* YOUR INSTRUCTIONS *
Repeat what the lines below say, word for word, and skip every image.

* EXTRACTED INFORMATION *
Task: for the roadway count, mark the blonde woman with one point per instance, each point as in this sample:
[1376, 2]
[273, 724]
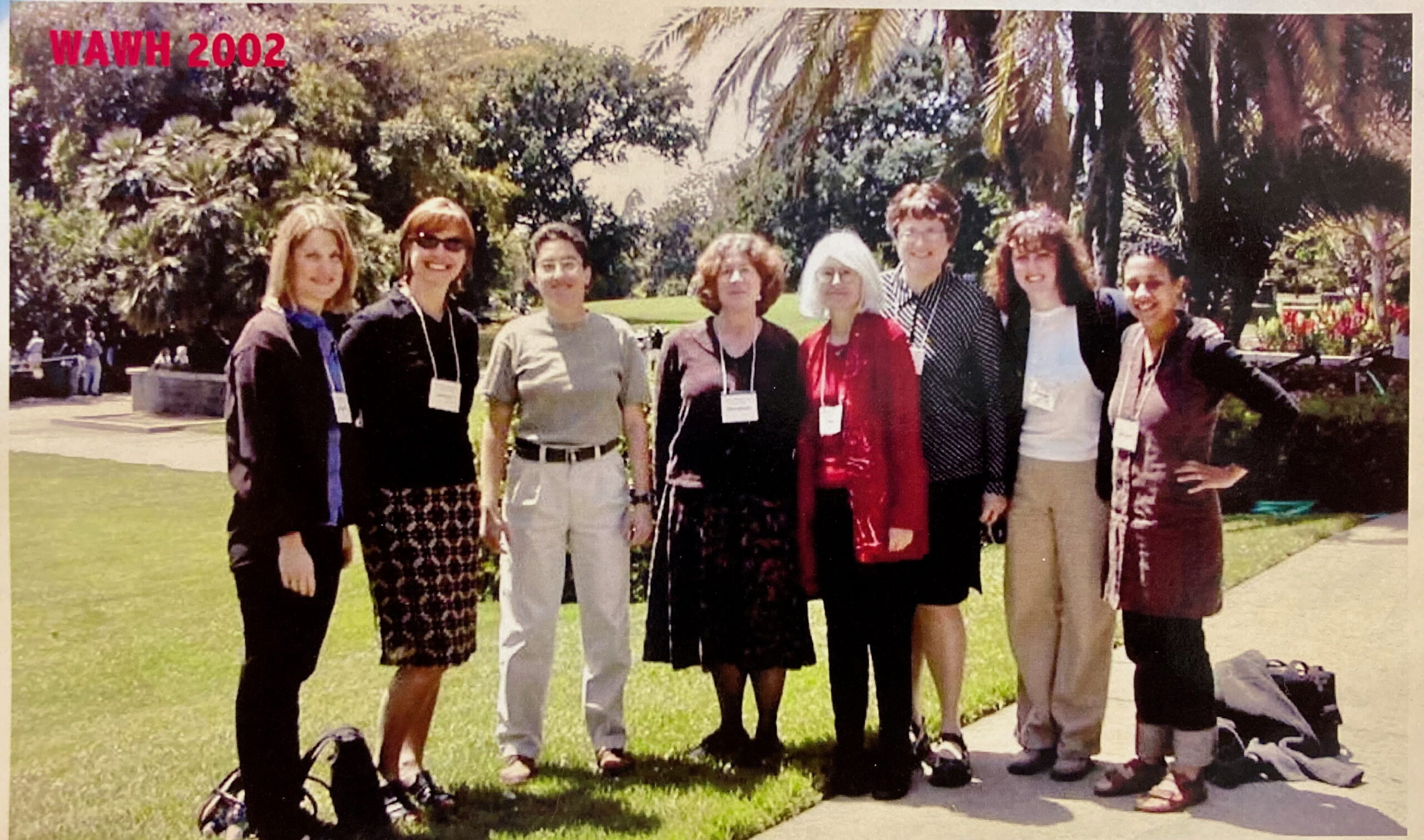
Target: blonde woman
[288, 415]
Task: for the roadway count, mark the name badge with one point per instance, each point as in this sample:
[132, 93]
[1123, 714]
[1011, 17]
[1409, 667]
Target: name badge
[344, 407]
[1125, 435]
[1040, 396]
[739, 407]
[917, 356]
[445, 395]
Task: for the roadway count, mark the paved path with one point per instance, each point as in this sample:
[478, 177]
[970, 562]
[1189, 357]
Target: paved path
[32, 429]
[1343, 603]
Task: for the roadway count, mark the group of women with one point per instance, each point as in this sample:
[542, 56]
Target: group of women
[859, 466]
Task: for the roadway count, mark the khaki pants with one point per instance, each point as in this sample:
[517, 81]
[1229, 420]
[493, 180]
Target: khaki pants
[1060, 628]
[556, 510]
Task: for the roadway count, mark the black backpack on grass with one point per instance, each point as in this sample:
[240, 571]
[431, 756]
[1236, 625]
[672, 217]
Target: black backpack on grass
[354, 791]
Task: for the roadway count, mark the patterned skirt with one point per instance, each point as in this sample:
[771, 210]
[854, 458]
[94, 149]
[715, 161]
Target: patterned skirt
[725, 584]
[422, 551]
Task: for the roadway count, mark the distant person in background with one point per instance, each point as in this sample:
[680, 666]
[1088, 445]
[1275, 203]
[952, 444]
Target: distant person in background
[93, 354]
[725, 585]
[1165, 527]
[286, 417]
[34, 355]
[413, 362]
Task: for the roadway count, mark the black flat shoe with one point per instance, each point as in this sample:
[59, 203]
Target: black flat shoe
[724, 745]
[1031, 762]
[426, 793]
[893, 782]
[950, 762]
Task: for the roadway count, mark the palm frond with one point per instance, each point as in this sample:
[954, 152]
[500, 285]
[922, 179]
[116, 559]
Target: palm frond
[694, 27]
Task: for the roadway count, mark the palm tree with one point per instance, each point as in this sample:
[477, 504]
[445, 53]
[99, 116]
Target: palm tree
[837, 53]
[255, 144]
[120, 176]
[1184, 90]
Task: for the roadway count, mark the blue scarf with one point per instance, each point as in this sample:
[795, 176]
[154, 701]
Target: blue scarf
[334, 435]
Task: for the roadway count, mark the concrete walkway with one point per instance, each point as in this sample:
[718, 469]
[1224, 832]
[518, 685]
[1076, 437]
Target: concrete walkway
[1343, 603]
[36, 426]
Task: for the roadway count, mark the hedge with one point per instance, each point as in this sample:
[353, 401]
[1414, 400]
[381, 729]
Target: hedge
[1348, 453]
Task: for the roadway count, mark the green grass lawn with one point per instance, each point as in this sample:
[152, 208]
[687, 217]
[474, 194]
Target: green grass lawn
[127, 643]
[667, 312]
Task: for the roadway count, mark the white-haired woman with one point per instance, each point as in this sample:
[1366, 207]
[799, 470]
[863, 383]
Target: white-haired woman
[863, 506]
[288, 415]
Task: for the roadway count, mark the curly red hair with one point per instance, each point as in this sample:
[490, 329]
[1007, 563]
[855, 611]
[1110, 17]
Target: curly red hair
[1040, 227]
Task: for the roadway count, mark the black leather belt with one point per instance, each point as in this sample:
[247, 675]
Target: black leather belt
[561, 455]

* REPLY *
Task: for the roadway count, mark the blonde woman with one point per instance, each point as in this sample:
[1376, 2]
[273, 724]
Target: blonde woman
[288, 415]
Task: for the roadway count, mark the name badge with one point per instance, each point as in this sample:
[132, 93]
[1123, 714]
[1011, 17]
[1409, 667]
Target: name badge
[344, 407]
[1125, 435]
[1040, 396]
[739, 407]
[917, 356]
[445, 395]
Task: for the roadway count, mark the paved path with one point per instance, each point as in this sample:
[478, 177]
[970, 562]
[1189, 357]
Target: paved path
[32, 429]
[1343, 603]
Task: for the roadway count, mark the group of women with one point per instance, each point as in this sample:
[542, 56]
Target: group of women
[859, 466]
Task: for the roadway count, mark the khaki pants with one point per instance, each point as in this sample:
[517, 81]
[1229, 420]
[493, 180]
Target: khaki pants
[1060, 628]
[556, 510]
Task: for the roadway count, mark the black backpack on grass with one point per instance, each point as in this sample:
[240, 571]
[431, 756]
[1236, 625]
[672, 217]
Target: black backpack on grass
[354, 791]
Task: for the roadway count, mark the patterned skirt with one point per instance, each point as in this sample:
[771, 210]
[854, 458]
[94, 149]
[715, 161]
Target: patterned skirt
[725, 584]
[422, 551]
Task: for the roadway count, mark the distant person in background with one point per instance, each point as in this sample:
[680, 666]
[1088, 445]
[1275, 203]
[952, 444]
Target: distant person in background
[93, 354]
[725, 585]
[1165, 527]
[286, 417]
[34, 355]
[413, 362]
Task: for the roadway count, mark the black flat shoe with one point per instance, each point as in this sample:
[59, 203]
Target: black flat shoe
[724, 745]
[1031, 762]
[426, 793]
[893, 782]
[950, 762]
Task: for the roadway count, mark the palm frond with one point per instance, each point as in this sample:
[954, 152]
[500, 285]
[922, 179]
[116, 559]
Target: palm frond
[694, 27]
Task: for the roadway count, mark the palm tree with one point per instance, each point as in this sample:
[477, 504]
[445, 53]
[99, 116]
Target: palm tree
[837, 53]
[255, 144]
[120, 176]
[1184, 90]
Task: for the roadway count, mark the blue scarf with one point per instance, each point as in this sample:
[795, 176]
[154, 701]
Target: blue scarf
[334, 435]
Task: for the roadway count, mark the concrete walkway with one point per instance, each point as in this sample:
[718, 469]
[1224, 832]
[518, 685]
[1076, 437]
Target: concrete walkway
[1343, 603]
[36, 426]
Task: for the roadway count, mark the hedge with one point per instance, each point as in this sample:
[353, 401]
[1414, 400]
[381, 729]
Target: hedge
[1348, 453]
Task: for the roadway count, mark the green grass lawn with one point per instance, each point as in this sample:
[152, 208]
[687, 217]
[474, 194]
Target: green grass lawn
[127, 643]
[667, 312]
Task: for the roadway count, mark the white-haired woman with one point per instance, each point as in this sample:
[1366, 207]
[799, 470]
[863, 383]
Target: white-haired woman
[863, 506]
[288, 415]
Task: for the roadway count, mark the curly red hair with one point per instance, each point as in this sample:
[490, 329]
[1007, 563]
[855, 611]
[1110, 17]
Target: curly red hair
[1040, 227]
Task: for the roadway count, mark the black leather belt with one point per instance, each point as in this sample:
[247, 675]
Target: black leather belt
[561, 455]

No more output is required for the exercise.